**Do this**
Copy out all of the material below, changing every "supply" to "provide" and leaving everything else unchanged.

....

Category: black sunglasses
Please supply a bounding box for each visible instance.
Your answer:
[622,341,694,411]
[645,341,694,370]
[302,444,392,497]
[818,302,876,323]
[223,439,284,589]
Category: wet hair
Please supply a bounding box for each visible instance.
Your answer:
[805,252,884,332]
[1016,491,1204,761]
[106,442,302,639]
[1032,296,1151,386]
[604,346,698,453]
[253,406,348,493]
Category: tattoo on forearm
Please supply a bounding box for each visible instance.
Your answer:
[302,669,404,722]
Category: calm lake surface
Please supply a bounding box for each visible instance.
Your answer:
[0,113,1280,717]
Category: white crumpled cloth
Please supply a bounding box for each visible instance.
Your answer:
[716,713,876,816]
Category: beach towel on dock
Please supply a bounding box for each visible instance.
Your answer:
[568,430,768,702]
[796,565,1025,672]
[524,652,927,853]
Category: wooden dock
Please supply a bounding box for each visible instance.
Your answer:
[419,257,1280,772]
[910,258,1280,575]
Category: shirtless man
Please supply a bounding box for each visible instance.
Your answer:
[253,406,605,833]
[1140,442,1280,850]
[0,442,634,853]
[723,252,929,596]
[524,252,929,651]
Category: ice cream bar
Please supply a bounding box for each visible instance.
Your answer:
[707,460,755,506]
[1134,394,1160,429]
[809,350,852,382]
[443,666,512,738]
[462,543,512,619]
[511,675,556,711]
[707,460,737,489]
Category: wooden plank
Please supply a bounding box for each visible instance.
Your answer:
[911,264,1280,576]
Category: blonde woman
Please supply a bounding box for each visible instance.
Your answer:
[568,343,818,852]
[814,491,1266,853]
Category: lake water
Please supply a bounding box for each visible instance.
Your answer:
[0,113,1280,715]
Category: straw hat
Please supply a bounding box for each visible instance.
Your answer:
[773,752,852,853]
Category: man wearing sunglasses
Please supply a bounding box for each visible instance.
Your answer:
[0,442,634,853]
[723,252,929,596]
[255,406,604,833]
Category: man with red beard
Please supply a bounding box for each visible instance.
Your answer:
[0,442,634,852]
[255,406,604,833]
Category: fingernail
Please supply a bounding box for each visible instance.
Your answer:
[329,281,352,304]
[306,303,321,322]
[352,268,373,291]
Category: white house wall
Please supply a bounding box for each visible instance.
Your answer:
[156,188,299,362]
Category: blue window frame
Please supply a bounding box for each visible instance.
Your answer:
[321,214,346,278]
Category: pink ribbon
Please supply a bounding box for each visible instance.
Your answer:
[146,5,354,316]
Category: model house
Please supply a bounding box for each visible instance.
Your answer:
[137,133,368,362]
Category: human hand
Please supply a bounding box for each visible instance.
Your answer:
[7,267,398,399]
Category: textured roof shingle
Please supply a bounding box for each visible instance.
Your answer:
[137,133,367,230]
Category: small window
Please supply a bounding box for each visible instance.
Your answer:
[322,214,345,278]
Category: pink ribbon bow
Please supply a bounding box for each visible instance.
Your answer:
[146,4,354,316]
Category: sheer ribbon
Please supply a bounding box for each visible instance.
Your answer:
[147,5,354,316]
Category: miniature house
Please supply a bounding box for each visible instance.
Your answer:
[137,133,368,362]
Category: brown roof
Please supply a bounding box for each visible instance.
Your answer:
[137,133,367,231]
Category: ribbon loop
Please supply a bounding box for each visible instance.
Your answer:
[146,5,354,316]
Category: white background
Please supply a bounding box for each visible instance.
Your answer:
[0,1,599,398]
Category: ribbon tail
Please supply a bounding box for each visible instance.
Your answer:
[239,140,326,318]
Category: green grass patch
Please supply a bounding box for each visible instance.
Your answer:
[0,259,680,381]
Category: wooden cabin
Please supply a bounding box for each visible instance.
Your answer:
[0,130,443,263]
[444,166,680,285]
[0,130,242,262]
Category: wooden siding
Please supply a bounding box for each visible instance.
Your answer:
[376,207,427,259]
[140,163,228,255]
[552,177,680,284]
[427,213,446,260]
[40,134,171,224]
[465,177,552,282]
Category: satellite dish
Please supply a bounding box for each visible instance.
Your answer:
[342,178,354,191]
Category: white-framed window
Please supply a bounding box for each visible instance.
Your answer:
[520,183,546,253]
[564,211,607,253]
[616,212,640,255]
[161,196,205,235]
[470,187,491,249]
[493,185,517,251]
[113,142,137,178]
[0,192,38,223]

....

**The response**
Category: black sunglasses
Please provide a bounding box for each visible instance.
Your answer:
[622,341,694,411]
[645,341,694,370]
[302,444,392,497]
[818,302,876,323]
[223,439,284,589]
Category: wet hair
Please provide a bounding box for each visible instance.
Your answer:
[805,252,884,332]
[1016,491,1204,761]
[106,442,302,639]
[1032,296,1151,386]
[604,346,698,453]
[253,406,348,493]
Category: tattoo on forearm
Please provide a bounding box for each visible instance.
Your answer:
[302,669,404,722]
Category: calm lake surface
Please provide a bounding box for each visible instance.
Your answer:
[0,113,1280,717]
Category: white crumpled cloth
Please provide a bounding box for each visible instance.
Your answer:
[716,713,876,816]
Category: beach towel on dock
Please provide a bounding box for each visible instance.
Your answer:
[568,430,768,702]
[796,565,1025,672]
[524,652,927,853]
Category: wooden dock
Please provide a bounding box for each visible instance.
Your answer:
[419,257,1280,772]
[910,258,1280,575]
Category: shirtless man
Please provide a bounding box for each visible instance.
Your answer:
[253,406,605,833]
[1140,442,1280,850]
[0,442,634,853]
[723,252,929,596]
[524,252,929,651]
Category: ice cream bar
Please provide a bounding box for each visible instance.
Your answer:
[707,460,755,506]
[1134,394,1160,429]
[809,350,852,382]
[443,666,512,738]
[462,543,512,619]
[511,675,556,711]
[707,460,737,489]
Category: wooden plank
Please provide a bounding box for each visible instance.
Your answer:
[911,264,1280,576]
Category: blonde woman
Please provide a bounding box for each visible instance.
Your answer:
[568,343,818,852]
[814,491,1266,853]
Category: lake water
Please provide a bounding box for each visible instance.
Your answer:
[0,113,1280,715]
Category: straw hat
Please provide a bounding box for each visible instance.
Your answer:
[773,752,852,853]
Category: man wearing sunglasses
Please provide a bounding box for each visible instance.
Your answer:
[0,442,634,853]
[723,252,929,596]
[255,406,604,833]
Category: man with red beard
Please provide a bounding box for each visible instance.
Your answer:
[0,442,634,852]
[255,406,604,833]
Category: fingernail
Please provide a bounding box for each visible instance.
Your answer:
[329,281,352,304]
[306,303,321,322]
[352,268,373,291]
Category: white house wall
Please provide a bounding box for each visible instance.
Your answer:
[156,188,299,362]
Category: blue window frame
Please provide a bounding box for each visible instance.
Your answer:
[321,214,346,278]
Category: pink ribbon
Please provide a bounding box for each visible instance.
Your answer:
[146,5,354,316]
Category: model house
Please provide a bounding box for each visible instance.
Your answer:
[137,133,368,362]
Category: human hand
Please provide a bounding box for each visible instance.
Your answer:
[7,267,398,399]
Category: textured roof shingle
Please provide a bounding box for each visible instance.
Your answer:
[137,133,367,230]
Category: small window
Please provide a bounding box for each visible instance.
Your answer:
[322,214,345,278]
Category: pink ribbon bow
Please provide a bounding box for each visible instance.
Your answer:
[146,4,354,316]
Category: sheer ribbon
Please provide a bounding box for each visible instance.
Your answer:
[147,5,354,316]
Category: miniature house
Please provide a bounding box for each visible instance.
Your answer:
[137,133,368,362]
Category: brown roof
Please provide a bounding box for each visible instance.
Your answer:
[137,133,367,231]
Category: ribbon loop
Please provide a bounding box for each visible instance.
Your answer:
[146,5,354,316]
Category: white background
Please provide a bounding box for each visible instance.
Your answer:
[0,1,599,398]
Category: ribbon tail
Please provide a bounding box for each visible instance.
Your answer:
[239,140,326,318]
Category: green grass patch
Please provide a bounding box for each visible instance.
Your answer:
[0,259,680,381]
Category: wooden cabin
Please provide a bounding box for each visible instance.
Your answer:
[0,130,443,263]
[444,166,680,285]
[0,130,242,262]
Category: wooden siding
Please provide a bounding box for each visible instance.
Your answer:
[376,207,427,259]
[140,163,228,255]
[552,177,680,284]
[427,213,446,260]
[40,134,171,224]
[465,177,552,282]
Category: satellite dish
Please provide a bounding box for each visible instance.
Your answer:
[342,178,354,191]
Category: white-framed window
Please provide a bounding box for each visible instance.
Your answer:
[520,183,546,253]
[564,211,607,253]
[616,212,640,255]
[161,196,205,235]
[470,187,491,249]
[493,185,517,251]
[113,142,137,178]
[0,192,38,223]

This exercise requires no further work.